=== TEXT PROVIDED ===
After going cold turkey with his new lifestyle, diet and training routine, Harris struggled for the first week but found major compositional changes shortly after. Overall, he lost 10kg and 14.5 per cent of his body fat in about five months, but the changes weren’t purely physical. “The most life-changing part is the way I feel on a daily basis. Without sounding cliched, there’s a spring in my step. I feel on point, I feel healthy, I feel fit,” he says.
Let’s not pretend there weren’t physical changes though. “I’m a lot stronger now, my energy levels have significantly improved and I’m sleeping a lot better,” Harris says. “I’m still as sore today after a session as I was back then, so the training regime doesn’t get any easier, but that’s a good thing. It gets harder as you progress.”
=== ENTRIES SHOWN ===
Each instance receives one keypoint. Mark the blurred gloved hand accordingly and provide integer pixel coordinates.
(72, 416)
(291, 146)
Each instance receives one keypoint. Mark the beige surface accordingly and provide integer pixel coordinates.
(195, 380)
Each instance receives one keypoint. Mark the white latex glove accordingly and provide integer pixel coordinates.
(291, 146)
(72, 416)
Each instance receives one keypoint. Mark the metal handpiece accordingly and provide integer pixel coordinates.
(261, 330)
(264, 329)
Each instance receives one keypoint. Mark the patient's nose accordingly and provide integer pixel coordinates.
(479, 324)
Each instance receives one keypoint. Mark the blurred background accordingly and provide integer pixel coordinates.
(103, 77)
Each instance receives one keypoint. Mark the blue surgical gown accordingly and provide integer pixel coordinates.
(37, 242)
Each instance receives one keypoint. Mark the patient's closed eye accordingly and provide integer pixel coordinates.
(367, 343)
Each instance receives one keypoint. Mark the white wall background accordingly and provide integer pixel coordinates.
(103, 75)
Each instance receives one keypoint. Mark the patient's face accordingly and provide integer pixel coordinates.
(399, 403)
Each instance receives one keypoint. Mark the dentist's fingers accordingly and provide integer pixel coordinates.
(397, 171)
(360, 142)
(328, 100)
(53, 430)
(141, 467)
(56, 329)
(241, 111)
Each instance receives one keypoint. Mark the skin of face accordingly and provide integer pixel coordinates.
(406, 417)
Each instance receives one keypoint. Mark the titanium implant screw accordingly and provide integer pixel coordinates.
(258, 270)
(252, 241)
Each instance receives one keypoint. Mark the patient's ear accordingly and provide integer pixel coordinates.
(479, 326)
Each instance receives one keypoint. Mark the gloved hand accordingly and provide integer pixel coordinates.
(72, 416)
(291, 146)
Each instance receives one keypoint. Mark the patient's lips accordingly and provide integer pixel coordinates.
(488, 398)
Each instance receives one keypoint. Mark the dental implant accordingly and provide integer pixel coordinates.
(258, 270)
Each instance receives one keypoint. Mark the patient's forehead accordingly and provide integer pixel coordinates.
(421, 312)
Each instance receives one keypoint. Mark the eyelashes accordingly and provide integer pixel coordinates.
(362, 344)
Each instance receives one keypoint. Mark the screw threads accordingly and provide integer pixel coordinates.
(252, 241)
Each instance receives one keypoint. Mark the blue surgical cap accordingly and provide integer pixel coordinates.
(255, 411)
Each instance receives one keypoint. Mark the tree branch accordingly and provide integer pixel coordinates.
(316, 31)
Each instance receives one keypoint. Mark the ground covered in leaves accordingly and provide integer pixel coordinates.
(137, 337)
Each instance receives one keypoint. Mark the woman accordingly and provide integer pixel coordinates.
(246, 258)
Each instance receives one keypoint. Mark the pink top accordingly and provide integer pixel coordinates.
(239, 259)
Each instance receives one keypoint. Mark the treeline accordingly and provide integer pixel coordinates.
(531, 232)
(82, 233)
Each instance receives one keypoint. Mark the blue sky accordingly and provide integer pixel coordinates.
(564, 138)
===
GIVEN PROBLEM 1: In the passage on Harris's fitness changes, why is he still as sore after a session as he was at the start? Answer in one to three sentences.
GIVEN PROBLEM 2: List every physical change that the passage on Harris's fitness changes reports for him.
GIVEN PROBLEM 3: Continue the passage on Harris's fitness changes from the point where it stops.

REPLY 1: He is still as sore because the training regime doesn't get any easier. It gets harder as he progresses, which he considers a good thing.

REPLY 2:
- He lost 10kg.
- He lost 14.5 per cent of his body fat.
- He is a lot stronger.
- His energy levels have significantly improved.
- He is sleeping a lot better.

REPLY 3:
Now, Harris’ focus is on maintaining his newfound lifestyle for the long term, but he isn’t finished progressing just yet. He says he’ll be ramping up his training even further heading into summer to put what he’s learnt into practice.
There’s something to be learnt from Harris’ story. No matter how set in your ways you’ve become, it’s not too late to shake things up and get the results you want. As Harris himself says, “Trust the process. The journey to achieving your fitness goals could be short or long, but being disciplined, following a healthy diet and doing regular exercise is really the secret sauce.”